■ RIGHE ■
+ + + + +
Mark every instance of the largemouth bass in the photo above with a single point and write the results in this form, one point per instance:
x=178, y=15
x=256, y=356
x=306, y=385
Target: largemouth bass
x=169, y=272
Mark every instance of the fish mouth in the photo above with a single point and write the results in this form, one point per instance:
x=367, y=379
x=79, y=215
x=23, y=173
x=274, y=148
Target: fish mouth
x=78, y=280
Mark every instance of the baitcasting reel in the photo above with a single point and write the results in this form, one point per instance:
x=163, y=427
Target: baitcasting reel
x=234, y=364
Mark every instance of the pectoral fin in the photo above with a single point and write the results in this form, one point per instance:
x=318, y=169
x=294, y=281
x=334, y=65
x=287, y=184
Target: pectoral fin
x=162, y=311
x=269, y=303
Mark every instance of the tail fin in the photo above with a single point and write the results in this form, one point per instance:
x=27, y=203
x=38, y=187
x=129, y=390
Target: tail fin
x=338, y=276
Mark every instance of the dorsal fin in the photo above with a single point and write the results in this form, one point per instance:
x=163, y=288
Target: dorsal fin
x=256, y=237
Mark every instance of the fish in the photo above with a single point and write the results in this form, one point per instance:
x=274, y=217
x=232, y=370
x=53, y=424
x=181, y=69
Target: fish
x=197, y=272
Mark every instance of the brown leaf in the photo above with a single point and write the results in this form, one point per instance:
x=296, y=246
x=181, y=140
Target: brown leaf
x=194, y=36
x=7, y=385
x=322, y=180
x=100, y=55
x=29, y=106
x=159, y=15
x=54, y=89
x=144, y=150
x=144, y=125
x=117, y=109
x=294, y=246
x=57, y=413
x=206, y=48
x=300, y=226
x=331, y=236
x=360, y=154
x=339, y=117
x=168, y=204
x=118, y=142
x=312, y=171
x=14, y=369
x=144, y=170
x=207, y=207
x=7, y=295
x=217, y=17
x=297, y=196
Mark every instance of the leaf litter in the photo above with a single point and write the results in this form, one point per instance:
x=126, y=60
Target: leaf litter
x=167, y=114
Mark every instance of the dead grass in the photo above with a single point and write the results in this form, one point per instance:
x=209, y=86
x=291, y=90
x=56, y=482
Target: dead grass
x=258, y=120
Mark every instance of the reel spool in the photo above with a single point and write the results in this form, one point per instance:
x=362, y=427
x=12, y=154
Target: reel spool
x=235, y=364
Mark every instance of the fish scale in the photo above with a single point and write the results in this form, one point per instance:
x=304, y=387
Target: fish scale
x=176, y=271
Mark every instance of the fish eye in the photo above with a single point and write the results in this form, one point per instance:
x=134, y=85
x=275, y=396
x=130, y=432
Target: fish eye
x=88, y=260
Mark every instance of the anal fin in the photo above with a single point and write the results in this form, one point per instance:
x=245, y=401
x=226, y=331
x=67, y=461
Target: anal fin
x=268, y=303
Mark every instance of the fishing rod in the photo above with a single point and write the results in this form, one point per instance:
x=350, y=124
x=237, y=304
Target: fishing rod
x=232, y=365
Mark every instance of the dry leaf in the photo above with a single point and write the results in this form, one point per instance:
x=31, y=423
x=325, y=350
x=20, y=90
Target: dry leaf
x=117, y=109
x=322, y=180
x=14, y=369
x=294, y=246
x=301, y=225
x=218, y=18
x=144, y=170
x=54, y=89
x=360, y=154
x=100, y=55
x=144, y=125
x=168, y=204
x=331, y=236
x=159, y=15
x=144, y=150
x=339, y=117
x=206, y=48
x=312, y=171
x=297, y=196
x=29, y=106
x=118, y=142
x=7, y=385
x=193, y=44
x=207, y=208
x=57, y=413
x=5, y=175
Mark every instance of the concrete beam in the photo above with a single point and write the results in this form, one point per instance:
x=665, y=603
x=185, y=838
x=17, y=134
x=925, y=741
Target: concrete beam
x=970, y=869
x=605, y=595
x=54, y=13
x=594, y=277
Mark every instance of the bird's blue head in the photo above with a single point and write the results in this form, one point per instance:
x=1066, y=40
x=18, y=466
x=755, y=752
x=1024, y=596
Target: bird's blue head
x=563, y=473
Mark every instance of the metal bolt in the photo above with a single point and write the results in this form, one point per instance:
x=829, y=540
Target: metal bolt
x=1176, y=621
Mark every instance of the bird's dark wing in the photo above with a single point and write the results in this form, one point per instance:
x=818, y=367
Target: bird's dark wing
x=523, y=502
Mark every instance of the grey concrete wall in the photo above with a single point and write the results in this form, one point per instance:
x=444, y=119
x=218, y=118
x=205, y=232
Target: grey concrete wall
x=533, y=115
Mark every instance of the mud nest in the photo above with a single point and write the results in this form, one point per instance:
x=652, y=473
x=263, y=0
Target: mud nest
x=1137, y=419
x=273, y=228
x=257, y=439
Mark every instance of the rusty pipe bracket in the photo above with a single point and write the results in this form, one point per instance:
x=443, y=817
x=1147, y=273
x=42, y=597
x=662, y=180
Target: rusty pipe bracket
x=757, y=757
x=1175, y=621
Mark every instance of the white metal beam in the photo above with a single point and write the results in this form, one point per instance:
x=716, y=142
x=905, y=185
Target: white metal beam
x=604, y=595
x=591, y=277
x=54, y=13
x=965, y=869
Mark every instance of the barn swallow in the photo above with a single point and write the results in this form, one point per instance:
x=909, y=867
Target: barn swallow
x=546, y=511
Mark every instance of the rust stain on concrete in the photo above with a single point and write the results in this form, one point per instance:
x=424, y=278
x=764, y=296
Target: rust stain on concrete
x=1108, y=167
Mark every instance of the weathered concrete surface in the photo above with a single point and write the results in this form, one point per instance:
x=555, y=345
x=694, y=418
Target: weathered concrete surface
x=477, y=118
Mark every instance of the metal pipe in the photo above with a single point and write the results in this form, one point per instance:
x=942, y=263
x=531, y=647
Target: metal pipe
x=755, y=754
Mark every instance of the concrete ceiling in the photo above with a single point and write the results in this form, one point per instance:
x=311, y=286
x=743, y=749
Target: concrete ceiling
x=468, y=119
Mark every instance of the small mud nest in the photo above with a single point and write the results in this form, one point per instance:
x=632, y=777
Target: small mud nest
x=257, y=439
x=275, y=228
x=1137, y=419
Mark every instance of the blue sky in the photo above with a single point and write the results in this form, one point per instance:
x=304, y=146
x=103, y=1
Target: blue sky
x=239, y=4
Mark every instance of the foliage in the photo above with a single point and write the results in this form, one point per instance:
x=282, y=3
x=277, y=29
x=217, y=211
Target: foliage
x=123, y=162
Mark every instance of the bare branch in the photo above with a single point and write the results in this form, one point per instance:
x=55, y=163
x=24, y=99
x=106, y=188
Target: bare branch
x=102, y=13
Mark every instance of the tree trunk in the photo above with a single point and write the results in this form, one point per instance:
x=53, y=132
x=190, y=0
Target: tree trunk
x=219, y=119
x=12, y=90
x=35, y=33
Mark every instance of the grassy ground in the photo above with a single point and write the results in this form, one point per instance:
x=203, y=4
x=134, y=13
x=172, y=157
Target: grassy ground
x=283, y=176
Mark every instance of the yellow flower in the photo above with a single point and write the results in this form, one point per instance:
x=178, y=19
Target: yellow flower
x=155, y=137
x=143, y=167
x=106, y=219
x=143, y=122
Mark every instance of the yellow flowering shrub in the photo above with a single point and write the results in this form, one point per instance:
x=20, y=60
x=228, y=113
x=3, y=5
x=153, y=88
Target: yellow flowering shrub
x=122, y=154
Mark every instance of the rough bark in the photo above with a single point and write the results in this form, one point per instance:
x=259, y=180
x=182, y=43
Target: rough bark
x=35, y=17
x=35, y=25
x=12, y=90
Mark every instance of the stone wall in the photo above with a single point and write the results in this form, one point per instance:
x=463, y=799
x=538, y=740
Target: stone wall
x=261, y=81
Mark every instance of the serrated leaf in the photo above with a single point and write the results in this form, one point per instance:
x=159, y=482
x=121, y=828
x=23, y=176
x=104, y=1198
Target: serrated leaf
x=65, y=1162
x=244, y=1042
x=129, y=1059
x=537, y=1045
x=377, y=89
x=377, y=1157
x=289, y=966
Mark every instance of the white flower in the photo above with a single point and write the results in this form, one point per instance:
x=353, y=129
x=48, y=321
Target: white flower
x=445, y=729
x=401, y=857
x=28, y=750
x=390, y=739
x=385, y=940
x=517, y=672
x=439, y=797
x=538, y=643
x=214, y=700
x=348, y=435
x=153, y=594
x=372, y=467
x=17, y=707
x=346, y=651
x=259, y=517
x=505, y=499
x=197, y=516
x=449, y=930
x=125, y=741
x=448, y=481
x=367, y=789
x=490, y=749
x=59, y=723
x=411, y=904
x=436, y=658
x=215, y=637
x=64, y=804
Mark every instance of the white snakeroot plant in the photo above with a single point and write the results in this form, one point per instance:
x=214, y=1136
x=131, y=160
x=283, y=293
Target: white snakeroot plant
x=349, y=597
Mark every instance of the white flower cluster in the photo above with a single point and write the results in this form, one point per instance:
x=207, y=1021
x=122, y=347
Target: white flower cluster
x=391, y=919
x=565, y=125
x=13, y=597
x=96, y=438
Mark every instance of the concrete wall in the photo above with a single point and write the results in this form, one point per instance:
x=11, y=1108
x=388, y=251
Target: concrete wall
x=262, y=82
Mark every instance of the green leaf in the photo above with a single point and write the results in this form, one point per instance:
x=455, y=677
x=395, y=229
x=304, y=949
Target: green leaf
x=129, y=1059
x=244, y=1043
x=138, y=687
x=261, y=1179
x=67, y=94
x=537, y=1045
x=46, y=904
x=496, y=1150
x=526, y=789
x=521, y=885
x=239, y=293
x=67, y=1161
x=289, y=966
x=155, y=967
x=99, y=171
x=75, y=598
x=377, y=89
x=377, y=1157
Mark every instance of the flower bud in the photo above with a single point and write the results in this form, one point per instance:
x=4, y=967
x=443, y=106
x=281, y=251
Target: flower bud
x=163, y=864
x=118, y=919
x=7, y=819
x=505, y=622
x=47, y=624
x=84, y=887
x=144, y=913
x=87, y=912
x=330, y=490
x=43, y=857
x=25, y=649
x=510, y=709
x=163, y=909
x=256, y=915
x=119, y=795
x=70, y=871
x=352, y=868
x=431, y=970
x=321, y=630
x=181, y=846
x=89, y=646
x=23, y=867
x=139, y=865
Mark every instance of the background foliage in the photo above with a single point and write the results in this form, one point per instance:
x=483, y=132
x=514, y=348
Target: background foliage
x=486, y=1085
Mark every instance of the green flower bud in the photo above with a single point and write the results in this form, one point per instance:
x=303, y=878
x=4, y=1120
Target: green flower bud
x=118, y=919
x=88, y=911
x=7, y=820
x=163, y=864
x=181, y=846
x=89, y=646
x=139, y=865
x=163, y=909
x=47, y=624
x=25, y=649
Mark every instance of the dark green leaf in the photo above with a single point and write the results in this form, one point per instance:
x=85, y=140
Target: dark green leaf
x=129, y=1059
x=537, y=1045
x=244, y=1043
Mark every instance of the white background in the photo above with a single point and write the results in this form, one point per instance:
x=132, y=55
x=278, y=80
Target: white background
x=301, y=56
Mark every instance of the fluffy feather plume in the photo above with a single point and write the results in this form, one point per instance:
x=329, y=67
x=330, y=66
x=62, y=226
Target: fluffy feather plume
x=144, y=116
+ + + + +
■ CONSEGNA ■
Ricopia parola per parola il tratto delle righe qui sopra che si apre con la riga contenente "Mark every instance of the barn" e si chiude con la riga contenente "x=468, y=119", entrambe incluse.

■ RISPOSTA COMPLETA ■
Mark every instance of the barn swallow in the photo above with a single point and write the results in this form, one point per instance:
x=909, y=867
Target: barn swallow
x=546, y=511
Mark every instance of the rust stain on concrete in the photo above with a single point and write the results in this form, one point per instance:
x=424, y=278
x=764, y=296
Target: rust stain on concrete
x=1108, y=167
Mark every instance of the weathered concrete surface in the photo above with a single point and write the results in this form, one point per instance:
x=555, y=345
x=694, y=418
Target: weathered concrete surface
x=477, y=118
Mark every instance of the metal pipe in the photo above with a single point and write the results in this form, one point per instance:
x=942, y=263
x=531, y=647
Target: metal pipe
x=755, y=754
Mark every instance of the concrete ceiling in the photo above with a single point and write the results in this form, one point per instance:
x=311, y=286
x=743, y=749
Target: concrete ceiling
x=468, y=119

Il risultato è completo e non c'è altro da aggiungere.